» Selected passage:
Mr. Zelensky reinforced a point that U.N. officials have made repeatedly: The true extent of Ukraine’s destruction and casualties is unknown but far greater than what has been documented, because outside observers have been unable to reach some of the most devastated areas. “Now the world can see what Russia did in Bucha, but the world has yet to see what it has done in other parts of our country,” Mr. Zelensky said.
New York Times journalists on Tuesday were able for the first time to reach the town of Borodyanka, northwest of Kyiv, battered by Russian rockets and airstrikes, where the mayor estimated 200 dead lay beneath the rubble. In the besieged port of Mariupol, local officials have put the death toll in the thousands.
Fierce fighting continues along Ukraine’s southern coast, where Mariupol, largely reduced to ruins by Russian bombardment, is “the center of hell,” said Martin Griffiths, the U.N. chief of humanitarian relief.
More than 250 miles west of Mariupol, explosions shuddered through the port of Mykolaiv, a day after the mayor said Russian strikes had killed 10 people and wounded 46. He said that Russians had hit residential buildings, schools, a hospital and an orphanage in his city since the war began, and had used cluster munitions. Soldiers defending the city said that increasingly, Russian forces were hitting civilian targets.

» Recorded data:
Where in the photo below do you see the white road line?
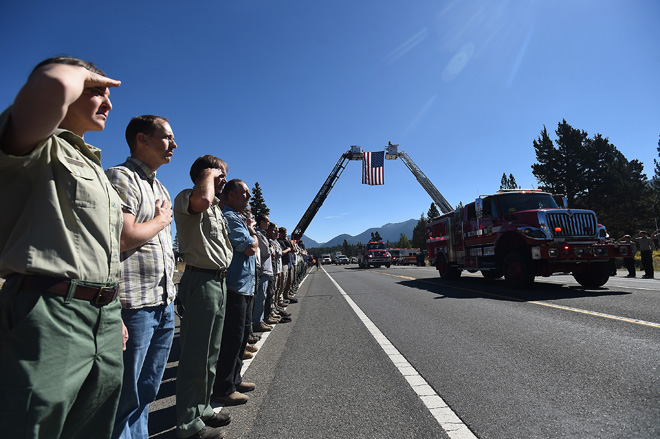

» Work instructions:
In the news passage on the war in Ukraine, why is the true extent of the country's destruction and casualties believed to be far greater than what has been documented? Answer in one to three sentences.

» Final answer:
Outside observers have not been able to reach some of the most devastated areas, so much of the damage and loss of life there has not been documented.